_The problem:_ Please list every line in the listing that contains the string "pixel", counting uppercase and lowercase as distinct.

[[ Information provided, beginning ]]

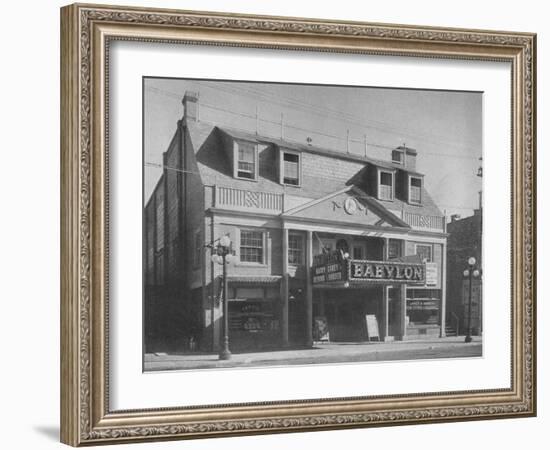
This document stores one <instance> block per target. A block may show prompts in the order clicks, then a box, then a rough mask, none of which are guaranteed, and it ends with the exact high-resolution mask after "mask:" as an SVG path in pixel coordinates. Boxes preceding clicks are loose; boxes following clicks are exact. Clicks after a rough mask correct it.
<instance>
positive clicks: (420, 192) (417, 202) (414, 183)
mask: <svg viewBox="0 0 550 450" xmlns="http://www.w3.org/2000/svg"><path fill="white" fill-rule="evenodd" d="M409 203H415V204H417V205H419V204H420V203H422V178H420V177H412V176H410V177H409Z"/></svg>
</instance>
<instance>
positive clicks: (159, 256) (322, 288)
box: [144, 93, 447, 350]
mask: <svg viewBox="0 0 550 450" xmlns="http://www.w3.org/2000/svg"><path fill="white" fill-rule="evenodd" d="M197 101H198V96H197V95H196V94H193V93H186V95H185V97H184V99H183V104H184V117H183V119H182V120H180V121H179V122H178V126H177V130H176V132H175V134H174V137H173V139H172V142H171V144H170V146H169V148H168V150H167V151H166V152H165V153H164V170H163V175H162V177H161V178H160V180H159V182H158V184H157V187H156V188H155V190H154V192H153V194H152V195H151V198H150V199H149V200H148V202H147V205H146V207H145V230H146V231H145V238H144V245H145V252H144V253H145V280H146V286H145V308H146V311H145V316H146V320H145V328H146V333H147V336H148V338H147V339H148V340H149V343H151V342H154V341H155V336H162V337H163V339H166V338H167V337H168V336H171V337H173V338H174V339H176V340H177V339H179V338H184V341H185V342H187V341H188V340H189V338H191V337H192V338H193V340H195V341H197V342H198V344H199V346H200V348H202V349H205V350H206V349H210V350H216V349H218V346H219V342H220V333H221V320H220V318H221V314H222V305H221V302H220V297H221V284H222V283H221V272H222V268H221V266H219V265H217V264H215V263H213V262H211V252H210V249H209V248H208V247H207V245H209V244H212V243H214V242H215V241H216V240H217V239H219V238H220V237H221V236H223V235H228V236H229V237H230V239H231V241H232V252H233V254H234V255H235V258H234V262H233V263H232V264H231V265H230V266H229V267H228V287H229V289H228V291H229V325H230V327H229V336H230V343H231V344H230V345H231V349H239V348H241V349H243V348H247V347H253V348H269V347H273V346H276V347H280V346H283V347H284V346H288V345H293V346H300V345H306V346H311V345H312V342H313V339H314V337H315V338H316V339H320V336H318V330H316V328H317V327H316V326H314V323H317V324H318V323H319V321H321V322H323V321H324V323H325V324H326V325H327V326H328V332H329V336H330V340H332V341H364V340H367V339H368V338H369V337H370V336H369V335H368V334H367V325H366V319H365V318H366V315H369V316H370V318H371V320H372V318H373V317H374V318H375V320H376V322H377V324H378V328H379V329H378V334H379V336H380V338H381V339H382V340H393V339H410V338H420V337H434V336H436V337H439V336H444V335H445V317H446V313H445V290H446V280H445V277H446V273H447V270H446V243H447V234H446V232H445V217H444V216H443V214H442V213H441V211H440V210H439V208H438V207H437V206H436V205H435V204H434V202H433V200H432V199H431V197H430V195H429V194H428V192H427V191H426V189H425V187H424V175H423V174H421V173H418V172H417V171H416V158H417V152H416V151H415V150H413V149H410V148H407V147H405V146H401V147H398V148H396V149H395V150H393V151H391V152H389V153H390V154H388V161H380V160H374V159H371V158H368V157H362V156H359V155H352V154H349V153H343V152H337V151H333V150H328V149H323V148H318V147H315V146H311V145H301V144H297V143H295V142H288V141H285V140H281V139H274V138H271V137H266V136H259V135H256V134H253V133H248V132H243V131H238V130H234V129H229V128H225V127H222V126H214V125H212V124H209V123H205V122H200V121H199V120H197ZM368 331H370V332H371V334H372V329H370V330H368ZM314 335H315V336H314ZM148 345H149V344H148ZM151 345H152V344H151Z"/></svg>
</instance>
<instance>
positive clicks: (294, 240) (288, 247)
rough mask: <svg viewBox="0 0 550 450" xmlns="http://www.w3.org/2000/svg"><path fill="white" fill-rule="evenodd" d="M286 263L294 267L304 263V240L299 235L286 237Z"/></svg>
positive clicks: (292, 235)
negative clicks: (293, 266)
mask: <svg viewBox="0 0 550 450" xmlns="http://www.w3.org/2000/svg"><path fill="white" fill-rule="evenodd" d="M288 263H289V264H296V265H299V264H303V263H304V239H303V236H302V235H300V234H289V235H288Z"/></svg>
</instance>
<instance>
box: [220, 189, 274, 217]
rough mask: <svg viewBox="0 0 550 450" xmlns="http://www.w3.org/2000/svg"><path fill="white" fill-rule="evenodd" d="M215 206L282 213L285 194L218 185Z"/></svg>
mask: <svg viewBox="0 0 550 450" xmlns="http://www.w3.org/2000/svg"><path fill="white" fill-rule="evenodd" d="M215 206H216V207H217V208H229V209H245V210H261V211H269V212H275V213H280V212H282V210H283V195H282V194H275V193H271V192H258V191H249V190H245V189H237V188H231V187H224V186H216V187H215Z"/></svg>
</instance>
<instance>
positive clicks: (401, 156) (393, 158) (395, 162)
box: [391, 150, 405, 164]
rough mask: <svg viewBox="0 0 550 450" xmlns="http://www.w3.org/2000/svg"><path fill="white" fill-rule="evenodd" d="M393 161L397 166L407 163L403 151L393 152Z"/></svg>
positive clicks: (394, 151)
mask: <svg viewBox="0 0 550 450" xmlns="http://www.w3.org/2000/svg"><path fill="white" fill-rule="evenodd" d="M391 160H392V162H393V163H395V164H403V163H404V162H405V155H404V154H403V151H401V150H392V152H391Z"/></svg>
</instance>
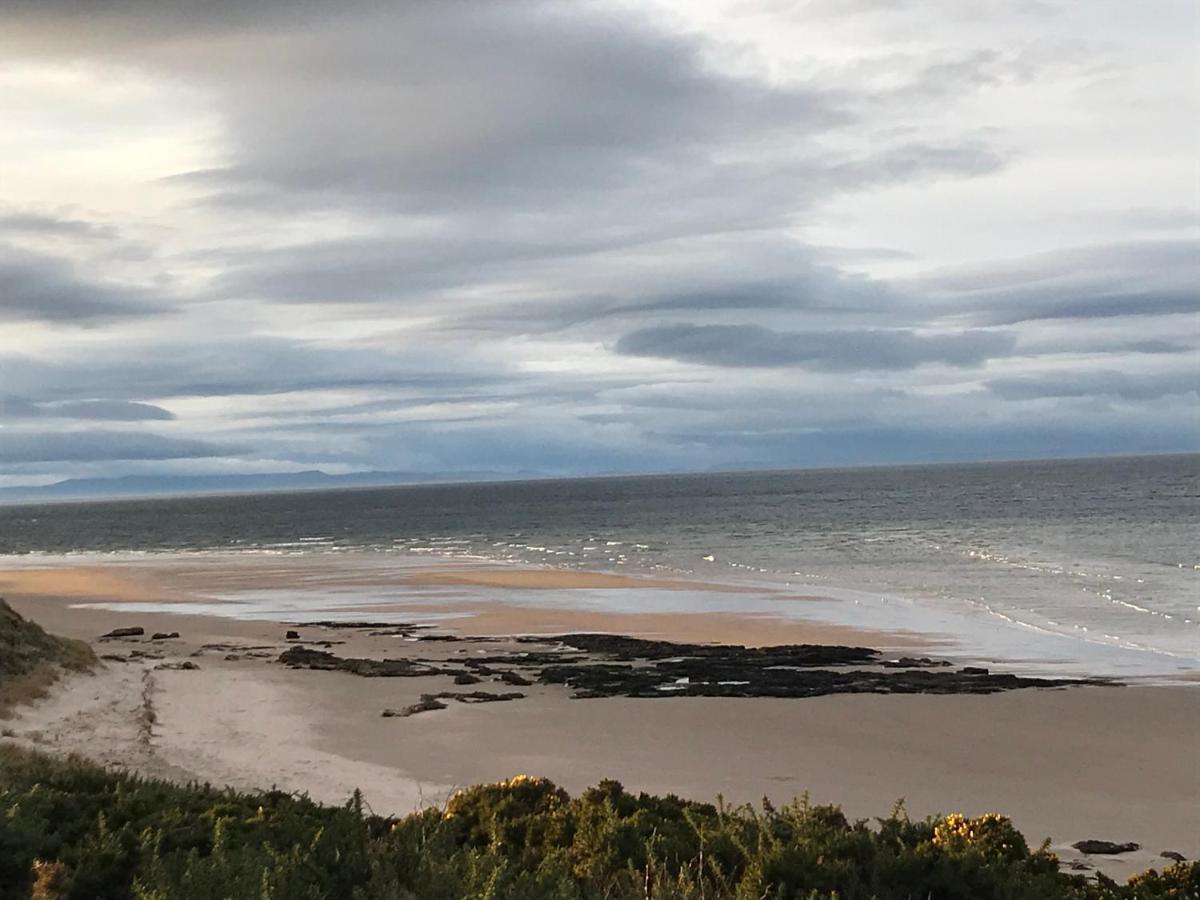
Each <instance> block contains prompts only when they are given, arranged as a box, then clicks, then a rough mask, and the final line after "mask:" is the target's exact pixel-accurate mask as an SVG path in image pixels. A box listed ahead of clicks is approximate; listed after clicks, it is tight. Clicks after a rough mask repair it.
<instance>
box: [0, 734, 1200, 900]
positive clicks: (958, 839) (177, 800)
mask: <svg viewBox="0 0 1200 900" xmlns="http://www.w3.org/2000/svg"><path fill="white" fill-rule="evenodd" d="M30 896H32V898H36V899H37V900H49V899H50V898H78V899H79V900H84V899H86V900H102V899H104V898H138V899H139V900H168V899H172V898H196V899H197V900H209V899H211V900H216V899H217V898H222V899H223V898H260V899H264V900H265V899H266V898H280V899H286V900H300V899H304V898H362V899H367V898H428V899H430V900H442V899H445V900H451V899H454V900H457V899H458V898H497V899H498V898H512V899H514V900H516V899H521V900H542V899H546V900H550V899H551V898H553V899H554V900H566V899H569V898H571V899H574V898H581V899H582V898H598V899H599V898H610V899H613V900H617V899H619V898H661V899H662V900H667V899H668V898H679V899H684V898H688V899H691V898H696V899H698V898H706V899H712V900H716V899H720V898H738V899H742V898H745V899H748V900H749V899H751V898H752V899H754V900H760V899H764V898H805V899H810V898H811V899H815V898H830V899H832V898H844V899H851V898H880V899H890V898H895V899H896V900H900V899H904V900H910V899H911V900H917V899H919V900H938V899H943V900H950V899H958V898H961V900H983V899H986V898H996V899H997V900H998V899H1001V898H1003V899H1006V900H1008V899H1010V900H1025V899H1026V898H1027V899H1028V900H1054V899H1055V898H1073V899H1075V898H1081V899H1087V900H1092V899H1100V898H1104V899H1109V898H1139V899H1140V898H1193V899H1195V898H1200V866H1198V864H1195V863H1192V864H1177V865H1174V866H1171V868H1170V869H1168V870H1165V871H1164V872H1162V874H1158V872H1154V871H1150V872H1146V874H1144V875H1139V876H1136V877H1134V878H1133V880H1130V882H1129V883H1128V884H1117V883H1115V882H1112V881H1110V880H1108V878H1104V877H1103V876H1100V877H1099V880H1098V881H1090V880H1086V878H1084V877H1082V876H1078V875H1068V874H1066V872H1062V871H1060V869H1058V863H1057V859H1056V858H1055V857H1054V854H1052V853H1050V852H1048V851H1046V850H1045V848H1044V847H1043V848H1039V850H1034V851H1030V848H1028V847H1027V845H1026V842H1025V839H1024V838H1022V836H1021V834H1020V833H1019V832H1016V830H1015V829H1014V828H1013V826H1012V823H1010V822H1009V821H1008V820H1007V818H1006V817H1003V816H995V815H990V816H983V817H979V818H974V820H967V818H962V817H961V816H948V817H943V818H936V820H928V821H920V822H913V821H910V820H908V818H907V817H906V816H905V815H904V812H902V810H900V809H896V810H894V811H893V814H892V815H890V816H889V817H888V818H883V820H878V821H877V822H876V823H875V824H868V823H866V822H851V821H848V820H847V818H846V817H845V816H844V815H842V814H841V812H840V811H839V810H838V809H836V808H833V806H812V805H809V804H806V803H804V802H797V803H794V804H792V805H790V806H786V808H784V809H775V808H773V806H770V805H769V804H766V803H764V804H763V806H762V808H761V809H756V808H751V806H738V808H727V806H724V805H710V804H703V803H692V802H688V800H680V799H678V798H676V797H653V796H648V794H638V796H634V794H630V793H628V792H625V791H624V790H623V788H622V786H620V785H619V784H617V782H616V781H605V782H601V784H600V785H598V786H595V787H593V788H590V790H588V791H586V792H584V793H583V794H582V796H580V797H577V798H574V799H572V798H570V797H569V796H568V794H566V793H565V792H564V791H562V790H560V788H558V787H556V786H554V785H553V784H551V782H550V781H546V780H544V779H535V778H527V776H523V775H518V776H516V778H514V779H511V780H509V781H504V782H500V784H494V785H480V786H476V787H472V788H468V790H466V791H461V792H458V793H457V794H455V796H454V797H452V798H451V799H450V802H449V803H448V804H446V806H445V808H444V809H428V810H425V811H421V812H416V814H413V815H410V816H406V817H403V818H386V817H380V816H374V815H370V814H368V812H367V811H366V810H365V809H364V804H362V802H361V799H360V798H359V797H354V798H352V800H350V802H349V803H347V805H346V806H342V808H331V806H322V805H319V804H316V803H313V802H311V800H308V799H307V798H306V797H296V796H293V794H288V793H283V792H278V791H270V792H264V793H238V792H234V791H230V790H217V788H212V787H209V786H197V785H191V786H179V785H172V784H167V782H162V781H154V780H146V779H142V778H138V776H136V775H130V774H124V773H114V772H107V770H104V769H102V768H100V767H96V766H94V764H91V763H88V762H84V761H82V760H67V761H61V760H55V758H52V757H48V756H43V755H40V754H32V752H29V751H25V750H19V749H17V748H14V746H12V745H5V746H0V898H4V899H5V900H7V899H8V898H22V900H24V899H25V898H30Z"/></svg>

[[ Information provided, end ]]

_Response below:_
This document stores one <instance> block per target. A block may show prompts in the order clicks, then a box, then a rough mask, none of which are guaranteed, and it ends with the exact high-resolution mask after "mask:" as an SVG path in pixel coordinates. Boxes preceding clicks are loose; boxes following clicks are exact. Clicks after a rough mask correct it.
Each <instance> block contains prompts only when they are given, arranged as a box, then clicks, then a rough mask, and the final line after "mask:" is the target's exact pixel-accurate mask as an SVG path in image pixels. A box listed ahead of clicks is approximate; listed after clicks, it is tight. Clicks after a rough mask repair it.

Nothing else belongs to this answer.